● **What to work on**: Looking at the entries underneath, work out how many lines contain "coat". Write only that number.

● **Task inputs**:
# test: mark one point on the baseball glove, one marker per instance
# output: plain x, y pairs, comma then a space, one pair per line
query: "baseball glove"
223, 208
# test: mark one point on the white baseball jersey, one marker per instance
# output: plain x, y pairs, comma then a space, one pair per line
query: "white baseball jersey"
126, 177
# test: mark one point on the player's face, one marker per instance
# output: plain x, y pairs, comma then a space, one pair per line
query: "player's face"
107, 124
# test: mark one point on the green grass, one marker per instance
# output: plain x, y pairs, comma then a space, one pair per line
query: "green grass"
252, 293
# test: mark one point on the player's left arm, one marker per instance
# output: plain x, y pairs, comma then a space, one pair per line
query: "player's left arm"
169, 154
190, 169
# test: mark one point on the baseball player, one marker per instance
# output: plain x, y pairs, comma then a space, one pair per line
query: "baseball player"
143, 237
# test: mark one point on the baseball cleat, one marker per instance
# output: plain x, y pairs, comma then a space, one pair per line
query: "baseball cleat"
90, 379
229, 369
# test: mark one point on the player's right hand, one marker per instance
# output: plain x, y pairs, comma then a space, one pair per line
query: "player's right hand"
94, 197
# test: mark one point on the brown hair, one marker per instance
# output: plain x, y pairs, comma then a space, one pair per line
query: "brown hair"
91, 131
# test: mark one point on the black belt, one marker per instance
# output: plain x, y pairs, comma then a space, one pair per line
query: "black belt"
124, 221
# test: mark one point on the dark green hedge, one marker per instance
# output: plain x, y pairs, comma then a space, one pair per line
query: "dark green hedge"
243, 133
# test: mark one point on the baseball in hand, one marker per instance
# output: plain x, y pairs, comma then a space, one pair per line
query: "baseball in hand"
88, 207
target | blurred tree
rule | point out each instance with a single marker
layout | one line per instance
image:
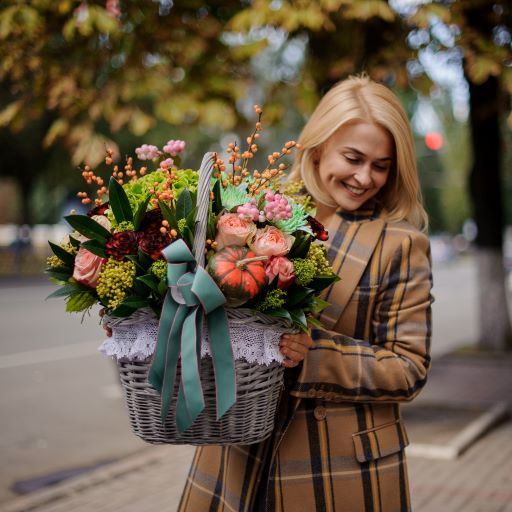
(341, 44)
(482, 29)
(76, 71)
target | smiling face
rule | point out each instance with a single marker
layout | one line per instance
(354, 163)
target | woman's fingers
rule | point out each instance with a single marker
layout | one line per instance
(294, 347)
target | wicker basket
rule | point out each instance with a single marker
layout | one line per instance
(249, 421)
(258, 387)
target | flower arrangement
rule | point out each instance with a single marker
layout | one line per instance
(261, 246)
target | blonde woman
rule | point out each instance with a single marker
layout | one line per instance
(339, 439)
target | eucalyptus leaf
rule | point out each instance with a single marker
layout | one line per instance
(62, 254)
(95, 247)
(88, 227)
(184, 204)
(139, 214)
(119, 203)
(217, 198)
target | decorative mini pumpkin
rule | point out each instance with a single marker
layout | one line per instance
(239, 273)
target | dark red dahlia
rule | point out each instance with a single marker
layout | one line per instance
(318, 229)
(121, 244)
(152, 241)
(99, 210)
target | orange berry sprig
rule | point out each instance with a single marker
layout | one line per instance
(269, 173)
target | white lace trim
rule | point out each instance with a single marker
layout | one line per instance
(135, 339)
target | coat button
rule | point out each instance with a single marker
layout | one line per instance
(320, 413)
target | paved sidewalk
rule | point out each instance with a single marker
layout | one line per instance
(480, 480)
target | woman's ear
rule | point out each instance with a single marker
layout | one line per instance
(315, 156)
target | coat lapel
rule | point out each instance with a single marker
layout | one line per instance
(349, 252)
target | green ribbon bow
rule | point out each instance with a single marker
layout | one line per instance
(191, 296)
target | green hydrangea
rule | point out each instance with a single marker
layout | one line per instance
(125, 226)
(138, 190)
(274, 299)
(159, 269)
(317, 256)
(296, 221)
(233, 196)
(116, 278)
(305, 271)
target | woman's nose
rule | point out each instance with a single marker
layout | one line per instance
(363, 176)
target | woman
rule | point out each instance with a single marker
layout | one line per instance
(339, 439)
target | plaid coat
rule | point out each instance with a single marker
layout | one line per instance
(339, 440)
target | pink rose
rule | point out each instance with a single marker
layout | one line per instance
(232, 230)
(282, 268)
(87, 267)
(271, 241)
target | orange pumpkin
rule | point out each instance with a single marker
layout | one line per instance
(239, 273)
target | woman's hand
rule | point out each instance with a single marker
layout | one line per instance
(294, 347)
(108, 330)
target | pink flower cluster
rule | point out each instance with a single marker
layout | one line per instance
(165, 164)
(277, 207)
(249, 211)
(174, 147)
(147, 152)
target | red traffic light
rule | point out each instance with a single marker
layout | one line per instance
(434, 141)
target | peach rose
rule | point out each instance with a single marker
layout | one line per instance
(271, 241)
(232, 230)
(87, 267)
(282, 268)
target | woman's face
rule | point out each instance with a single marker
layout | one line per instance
(354, 163)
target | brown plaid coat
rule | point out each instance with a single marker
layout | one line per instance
(339, 439)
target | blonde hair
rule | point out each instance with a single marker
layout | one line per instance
(360, 98)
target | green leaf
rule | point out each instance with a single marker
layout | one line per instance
(162, 288)
(95, 247)
(318, 305)
(168, 215)
(80, 302)
(217, 198)
(150, 280)
(74, 242)
(62, 254)
(88, 227)
(119, 203)
(139, 214)
(184, 205)
(297, 295)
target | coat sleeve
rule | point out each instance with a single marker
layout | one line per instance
(393, 365)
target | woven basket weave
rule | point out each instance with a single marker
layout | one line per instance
(250, 419)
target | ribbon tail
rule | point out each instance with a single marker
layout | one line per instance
(171, 360)
(191, 403)
(157, 370)
(223, 361)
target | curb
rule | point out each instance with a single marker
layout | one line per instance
(73, 485)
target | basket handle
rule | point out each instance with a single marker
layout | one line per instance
(203, 201)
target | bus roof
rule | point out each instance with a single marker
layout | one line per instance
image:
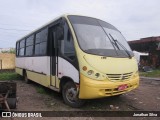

● **Your response**: 5